=== DOCUMENT EXTRACT ===
☆ ☆ ☆
Dataverse: Open-Source ETL (Extract, Transform, Load) Pipeline for Large Language Models
Hyunbyung Park, Sukyung Lee, Gyoungjin Gim, Yungi Kim, Dahyun Kim, Chanjun Park
TL;DR
Dataverse tackles the challenge of scalable, customizable data processing for LLM development by delivering an open-source ETL pipeline with a block-based interface and decorator-based customization. It combines native data operations, Spark-based distributed processing, and AWS EMR integration to enable end-to-end data preparation from diverse sources. Key contributions include a modular architecture (ETL core, configuration management, registry, utilities, API), a low-friction pathway to add custom processors, and notebook-friendly debugging support. The approach aims to accelerate LLM data readiness and foster community contributions by providing a shareable, extensible platform.
☆ ☆ ☆
=== LISTED RECORDS ===
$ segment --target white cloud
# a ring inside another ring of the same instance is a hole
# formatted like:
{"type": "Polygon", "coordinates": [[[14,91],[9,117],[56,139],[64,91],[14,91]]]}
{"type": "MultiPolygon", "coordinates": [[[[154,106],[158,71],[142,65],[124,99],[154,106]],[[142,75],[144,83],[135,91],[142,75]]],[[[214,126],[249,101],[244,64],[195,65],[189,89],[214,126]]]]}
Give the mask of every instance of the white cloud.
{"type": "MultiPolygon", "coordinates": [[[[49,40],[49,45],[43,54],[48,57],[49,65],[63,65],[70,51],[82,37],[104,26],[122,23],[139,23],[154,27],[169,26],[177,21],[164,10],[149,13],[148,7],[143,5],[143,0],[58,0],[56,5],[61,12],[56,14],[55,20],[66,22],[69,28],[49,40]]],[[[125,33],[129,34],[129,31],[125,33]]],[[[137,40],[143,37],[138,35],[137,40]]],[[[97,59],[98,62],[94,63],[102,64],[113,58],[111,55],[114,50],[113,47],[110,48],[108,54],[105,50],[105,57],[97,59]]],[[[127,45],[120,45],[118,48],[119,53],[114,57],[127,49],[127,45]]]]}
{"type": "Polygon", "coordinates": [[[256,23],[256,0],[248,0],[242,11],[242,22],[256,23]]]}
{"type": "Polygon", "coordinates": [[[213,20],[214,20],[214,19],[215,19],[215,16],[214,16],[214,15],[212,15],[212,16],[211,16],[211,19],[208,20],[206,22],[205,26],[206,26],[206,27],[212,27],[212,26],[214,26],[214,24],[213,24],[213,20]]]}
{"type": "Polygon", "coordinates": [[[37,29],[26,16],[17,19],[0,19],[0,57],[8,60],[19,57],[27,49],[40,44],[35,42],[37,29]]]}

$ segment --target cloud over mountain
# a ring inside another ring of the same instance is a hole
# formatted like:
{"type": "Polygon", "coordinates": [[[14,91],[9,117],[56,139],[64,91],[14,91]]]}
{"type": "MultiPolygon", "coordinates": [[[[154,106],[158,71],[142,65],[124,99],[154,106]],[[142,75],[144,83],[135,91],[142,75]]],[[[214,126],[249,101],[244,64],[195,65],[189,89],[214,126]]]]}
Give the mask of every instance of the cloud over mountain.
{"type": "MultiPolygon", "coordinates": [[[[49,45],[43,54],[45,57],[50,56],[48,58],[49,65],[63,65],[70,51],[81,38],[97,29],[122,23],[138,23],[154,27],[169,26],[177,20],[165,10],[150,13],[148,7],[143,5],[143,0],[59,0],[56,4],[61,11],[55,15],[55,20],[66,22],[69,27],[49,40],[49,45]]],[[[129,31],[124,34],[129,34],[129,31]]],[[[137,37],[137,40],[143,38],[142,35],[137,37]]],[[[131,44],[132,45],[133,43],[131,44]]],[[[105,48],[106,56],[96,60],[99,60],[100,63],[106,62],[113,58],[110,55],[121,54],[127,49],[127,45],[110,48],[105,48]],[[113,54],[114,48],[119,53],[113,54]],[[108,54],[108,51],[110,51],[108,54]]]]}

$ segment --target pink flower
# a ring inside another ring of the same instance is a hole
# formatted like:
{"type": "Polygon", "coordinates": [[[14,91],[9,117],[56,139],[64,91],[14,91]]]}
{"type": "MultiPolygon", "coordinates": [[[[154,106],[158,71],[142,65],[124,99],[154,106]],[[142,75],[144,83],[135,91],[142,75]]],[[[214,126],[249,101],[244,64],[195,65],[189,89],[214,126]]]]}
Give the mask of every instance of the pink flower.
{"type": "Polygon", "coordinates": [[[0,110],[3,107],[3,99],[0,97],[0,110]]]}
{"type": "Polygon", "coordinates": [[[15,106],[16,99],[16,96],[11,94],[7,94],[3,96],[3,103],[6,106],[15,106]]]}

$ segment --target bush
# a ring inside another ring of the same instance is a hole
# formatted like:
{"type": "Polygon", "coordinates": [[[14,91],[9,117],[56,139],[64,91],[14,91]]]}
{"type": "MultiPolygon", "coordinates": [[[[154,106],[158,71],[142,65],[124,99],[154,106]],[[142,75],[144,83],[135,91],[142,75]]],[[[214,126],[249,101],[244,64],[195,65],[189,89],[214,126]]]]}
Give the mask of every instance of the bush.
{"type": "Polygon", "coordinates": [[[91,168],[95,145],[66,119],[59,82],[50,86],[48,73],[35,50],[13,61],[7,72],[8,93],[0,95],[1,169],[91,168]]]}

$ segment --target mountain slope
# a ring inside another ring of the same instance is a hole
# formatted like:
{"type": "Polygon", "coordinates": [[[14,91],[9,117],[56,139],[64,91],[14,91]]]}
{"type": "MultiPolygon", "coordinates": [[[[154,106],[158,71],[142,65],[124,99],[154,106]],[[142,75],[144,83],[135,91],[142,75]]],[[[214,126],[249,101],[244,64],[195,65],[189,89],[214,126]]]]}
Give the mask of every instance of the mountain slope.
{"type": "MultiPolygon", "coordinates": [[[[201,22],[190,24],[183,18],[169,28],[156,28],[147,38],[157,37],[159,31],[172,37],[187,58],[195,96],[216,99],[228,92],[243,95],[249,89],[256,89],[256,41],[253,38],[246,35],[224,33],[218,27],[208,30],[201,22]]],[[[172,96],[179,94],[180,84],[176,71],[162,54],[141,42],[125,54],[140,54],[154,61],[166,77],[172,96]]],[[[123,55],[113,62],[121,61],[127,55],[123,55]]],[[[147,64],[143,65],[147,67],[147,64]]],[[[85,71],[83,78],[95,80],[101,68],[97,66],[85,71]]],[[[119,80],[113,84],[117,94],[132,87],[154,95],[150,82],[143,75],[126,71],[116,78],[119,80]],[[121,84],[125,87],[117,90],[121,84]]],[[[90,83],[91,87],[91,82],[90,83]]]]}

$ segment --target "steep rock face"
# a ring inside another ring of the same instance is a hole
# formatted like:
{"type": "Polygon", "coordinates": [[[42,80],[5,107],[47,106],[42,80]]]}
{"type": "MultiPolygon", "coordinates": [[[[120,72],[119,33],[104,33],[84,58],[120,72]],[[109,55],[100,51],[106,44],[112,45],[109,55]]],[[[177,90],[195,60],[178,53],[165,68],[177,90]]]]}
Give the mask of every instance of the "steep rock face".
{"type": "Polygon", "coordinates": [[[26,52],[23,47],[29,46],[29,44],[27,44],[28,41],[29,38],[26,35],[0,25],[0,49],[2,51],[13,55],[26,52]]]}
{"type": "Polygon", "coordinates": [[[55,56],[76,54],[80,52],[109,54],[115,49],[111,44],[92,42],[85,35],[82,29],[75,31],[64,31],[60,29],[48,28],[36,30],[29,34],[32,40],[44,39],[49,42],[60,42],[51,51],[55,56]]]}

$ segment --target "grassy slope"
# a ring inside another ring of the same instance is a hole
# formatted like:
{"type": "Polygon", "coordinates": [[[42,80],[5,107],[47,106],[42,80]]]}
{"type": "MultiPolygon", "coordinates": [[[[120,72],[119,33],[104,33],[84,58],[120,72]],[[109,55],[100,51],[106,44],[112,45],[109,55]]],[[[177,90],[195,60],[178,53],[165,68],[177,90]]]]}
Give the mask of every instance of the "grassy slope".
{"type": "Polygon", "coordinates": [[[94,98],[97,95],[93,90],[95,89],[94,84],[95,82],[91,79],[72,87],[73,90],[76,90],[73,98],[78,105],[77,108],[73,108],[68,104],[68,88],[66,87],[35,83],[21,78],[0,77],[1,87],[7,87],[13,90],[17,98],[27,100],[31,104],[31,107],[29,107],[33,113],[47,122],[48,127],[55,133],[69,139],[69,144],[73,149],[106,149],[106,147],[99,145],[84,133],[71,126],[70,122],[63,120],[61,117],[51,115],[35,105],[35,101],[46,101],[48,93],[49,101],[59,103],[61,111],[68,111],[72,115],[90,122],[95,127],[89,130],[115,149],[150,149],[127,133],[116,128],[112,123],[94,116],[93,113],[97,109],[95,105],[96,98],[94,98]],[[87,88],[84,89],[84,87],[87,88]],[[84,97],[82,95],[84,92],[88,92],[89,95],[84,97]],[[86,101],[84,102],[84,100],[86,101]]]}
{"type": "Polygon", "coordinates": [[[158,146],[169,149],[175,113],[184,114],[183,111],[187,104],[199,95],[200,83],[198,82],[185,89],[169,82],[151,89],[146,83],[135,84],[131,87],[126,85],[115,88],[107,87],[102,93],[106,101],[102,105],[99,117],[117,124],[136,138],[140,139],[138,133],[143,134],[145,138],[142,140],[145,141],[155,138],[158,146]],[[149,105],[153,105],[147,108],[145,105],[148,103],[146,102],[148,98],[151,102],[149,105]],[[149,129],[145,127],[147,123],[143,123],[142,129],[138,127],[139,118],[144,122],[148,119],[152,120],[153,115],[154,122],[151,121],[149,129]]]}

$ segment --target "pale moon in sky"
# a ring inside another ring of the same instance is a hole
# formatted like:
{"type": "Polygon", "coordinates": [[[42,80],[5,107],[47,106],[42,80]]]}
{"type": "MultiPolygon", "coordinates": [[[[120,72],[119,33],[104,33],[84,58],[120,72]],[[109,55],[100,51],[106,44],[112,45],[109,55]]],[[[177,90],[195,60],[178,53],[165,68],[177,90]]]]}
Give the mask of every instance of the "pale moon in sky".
☆ ☆ ☆
=== ACTIVITY ===
Copy the Dataverse summary word for word from "Dataverse: Open-Source ETL" to "shareable, extensible platform.".

=== COMPLETED TASK ===
Dataverse: Open-Source ETL (Extract, Transform, Load) Pipeline for Large Language Models
Hyunbyung Park, Sukyung Lee, Gyoungjin Gim, Yungi Kim, Dahyun Kim, Chanjun Park
TL;DR
Dataverse tackles the challenge of scalable, customizable data processing for LLM development by delivering an open-source ETL pipeline with a block-based interface and decorator-based customization. It combines native data operations, Spark-based distributed processing, and AWS EMR integration to enable end-to-end data preparation from diverse sources. Key contributions include a modular architecture (ETL core, configuration management, registry, utilities, API), a low-friction pathway to add custom processors, and notebook-friendly debugging support. The approach aims to accelerate LLM data readiness and foster community contributions by providing a shareable, extensible platform.